§ Requirement
Before you finish, make sure each line of the records has been retyped exactly.

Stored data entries
BEGIN
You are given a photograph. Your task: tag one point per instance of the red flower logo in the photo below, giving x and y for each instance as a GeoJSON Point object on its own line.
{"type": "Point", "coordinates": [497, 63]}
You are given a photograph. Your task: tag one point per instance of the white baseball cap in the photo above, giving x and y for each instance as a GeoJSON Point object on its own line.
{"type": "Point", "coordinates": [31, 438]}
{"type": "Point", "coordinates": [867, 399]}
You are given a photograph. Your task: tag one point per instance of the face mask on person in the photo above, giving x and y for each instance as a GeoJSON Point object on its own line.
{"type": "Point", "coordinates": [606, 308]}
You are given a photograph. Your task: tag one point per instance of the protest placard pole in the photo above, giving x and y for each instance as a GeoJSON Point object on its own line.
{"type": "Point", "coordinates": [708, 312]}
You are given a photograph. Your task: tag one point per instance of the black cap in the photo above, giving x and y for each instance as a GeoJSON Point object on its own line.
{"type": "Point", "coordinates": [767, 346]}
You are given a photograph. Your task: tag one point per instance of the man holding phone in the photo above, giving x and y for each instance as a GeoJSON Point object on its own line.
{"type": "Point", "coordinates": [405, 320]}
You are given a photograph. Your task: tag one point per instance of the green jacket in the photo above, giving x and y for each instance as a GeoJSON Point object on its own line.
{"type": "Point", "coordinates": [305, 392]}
END
§ Response to this task
You are given a photograph. Your task: tag one point per instance of the red flower logo in the photo below, giving x and y for each instance as a GeoJSON Point object on its own line.
{"type": "Point", "coordinates": [497, 63]}
You are given a photograph. Your task: tag one point per instance of the white baseball cap in the photo above, giving x and y for each instance as a GeoJSON Point object on its own line.
{"type": "Point", "coordinates": [31, 438]}
{"type": "Point", "coordinates": [867, 399]}
You are given a photograph. Your task: tag one point per instance of the face mask on person in the photo above, giving x and y for each instance as a GeoJSON Point object on its own line.
{"type": "Point", "coordinates": [606, 308]}
You are given a photograph. Your task: tag one point per instance of the protest placard pole in the photo above, giving x and y for each instance as a GeoJSON Point object on its own line.
{"type": "Point", "coordinates": [708, 312]}
You are given a photograph. Your task: tag one point per instance of the black cap in the photo above, giving x and y for each instance as a GeoJSON Point object on its own line.
{"type": "Point", "coordinates": [767, 346]}
You are given a photograph. Your task: tag one point per instance of the man holding phone in the photo above, giving x and y for each instance as a GeoJSON Point object on its own line.
{"type": "Point", "coordinates": [405, 320]}
You are given a photograph. Your task: tag one point per instance of the green jacket in the photo above, giving x and y for each instance as a GeoJSON Point object on its own line.
{"type": "Point", "coordinates": [305, 392]}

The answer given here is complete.